• **EXERCISE AIM**
Using the data below, repeat all of it precisely.

• **RECORDS PROVIDED**
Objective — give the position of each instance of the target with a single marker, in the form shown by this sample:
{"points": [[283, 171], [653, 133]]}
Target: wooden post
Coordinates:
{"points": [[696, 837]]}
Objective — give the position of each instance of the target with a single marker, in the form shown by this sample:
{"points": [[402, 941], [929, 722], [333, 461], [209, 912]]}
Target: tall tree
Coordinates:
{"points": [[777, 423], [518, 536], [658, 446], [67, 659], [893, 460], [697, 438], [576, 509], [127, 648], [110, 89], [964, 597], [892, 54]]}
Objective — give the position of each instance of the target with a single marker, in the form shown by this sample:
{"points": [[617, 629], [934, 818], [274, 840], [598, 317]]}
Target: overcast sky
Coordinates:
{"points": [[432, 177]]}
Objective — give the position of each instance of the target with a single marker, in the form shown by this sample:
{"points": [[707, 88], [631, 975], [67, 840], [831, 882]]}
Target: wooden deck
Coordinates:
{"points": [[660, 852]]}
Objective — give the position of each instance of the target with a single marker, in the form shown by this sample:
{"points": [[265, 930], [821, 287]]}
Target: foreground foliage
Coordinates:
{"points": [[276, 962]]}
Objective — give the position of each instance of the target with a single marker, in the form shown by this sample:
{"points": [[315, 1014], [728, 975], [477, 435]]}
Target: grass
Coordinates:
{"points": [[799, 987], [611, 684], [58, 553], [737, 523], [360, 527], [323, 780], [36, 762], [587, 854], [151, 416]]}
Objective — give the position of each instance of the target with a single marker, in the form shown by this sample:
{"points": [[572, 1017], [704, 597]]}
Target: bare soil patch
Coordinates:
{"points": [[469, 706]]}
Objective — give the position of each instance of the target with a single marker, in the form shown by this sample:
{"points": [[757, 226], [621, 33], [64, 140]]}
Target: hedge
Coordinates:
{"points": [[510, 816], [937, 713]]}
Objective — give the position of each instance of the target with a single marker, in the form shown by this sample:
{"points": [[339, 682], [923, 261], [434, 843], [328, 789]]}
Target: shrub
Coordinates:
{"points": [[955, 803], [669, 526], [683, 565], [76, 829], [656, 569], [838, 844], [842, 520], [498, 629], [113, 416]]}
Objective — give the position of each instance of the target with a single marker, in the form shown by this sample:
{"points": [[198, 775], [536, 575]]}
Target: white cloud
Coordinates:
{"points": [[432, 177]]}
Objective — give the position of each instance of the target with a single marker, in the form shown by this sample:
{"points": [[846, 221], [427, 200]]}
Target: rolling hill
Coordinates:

• **ANSWER BELOW**
Objective — give the position of each instance of the target with a single marker, in the form shown by this sample:
{"points": [[283, 171], [653, 133]]}
Target: wooden post
Coordinates:
{"points": [[696, 837]]}
Objective — give the position of each instance of the target with a single marker, in the form shown by this sample:
{"points": [[402, 941], [929, 722], [333, 461], [209, 912]]}
Target: tall tree
Coordinates:
{"points": [[777, 423], [518, 536], [658, 446], [67, 659], [893, 460], [697, 438], [576, 509], [127, 648], [110, 89], [964, 597], [892, 54]]}
Objective — give the position of each instance of the target with a single marker, in the form shown by this sample:
{"points": [[617, 629], [934, 818], [274, 840], [598, 317]]}
Target: overcast sky
Coordinates:
{"points": [[432, 177]]}
Objective — give the position of each instance of the target with a single marker, in the form shown by this sample:
{"points": [[707, 88], [631, 975], [67, 840], [831, 882]]}
Target: wooden deck
Coordinates:
{"points": [[660, 852]]}
Objective — give the position of each instance of the target with a single marker, in the form shown by this sample:
{"points": [[265, 930], [821, 287]]}
Target: foreground foliage
Coordinates:
{"points": [[276, 962]]}
Objective — give the position of each instance of the target with a single marker, in the form shown by this sample:
{"points": [[315, 1014], [728, 975], [477, 435]]}
Target: grass
Coordinates:
{"points": [[799, 987], [611, 684], [58, 553], [737, 523], [360, 527], [323, 780], [36, 762], [587, 854], [151, 416]]}
Objective — give the position of each instance of the target with a single marker, in the form shown by this sample:
{"points": [[572, 1017], [704, 597]]}
Target: bare soil patch
Coordinates:
{"points": [[469, 706]]}
Objective — give the position of each instance of the target with a single marker, in the form shown by this sample:
{"points": [[757, 226], [621, 33], [64, 140]]}
Target: hedge
Coordinates:
{"points": [[510, 816], [937, 713]]}
Objective — give the position of each instance of the target with a single marker, in the form shown by this sample:
{"points": [[339, 682], [923, 261], [434, 843], [328, 789]]}
Target: shrub
Coordinates:
{"points": [[955, 803], [669, 526], [683, 565], [76, 829], [656, 569], [838, 844], [842, 520], [498, 629], [113, 416]]}
Objective — give the position of each instance of the target with a single marker, in the form shown by this sample:
{"points": [[198, 775], [536, 575]]}
Target: white cloud
Coordinates:
{"points": [[432, 177]]}
Objective — give the position of each instance of the target with a single marker, in the form shown by this sample:
{"points": [[846, 221], [427, 200]]}
Target: rolling hill
Coordinates:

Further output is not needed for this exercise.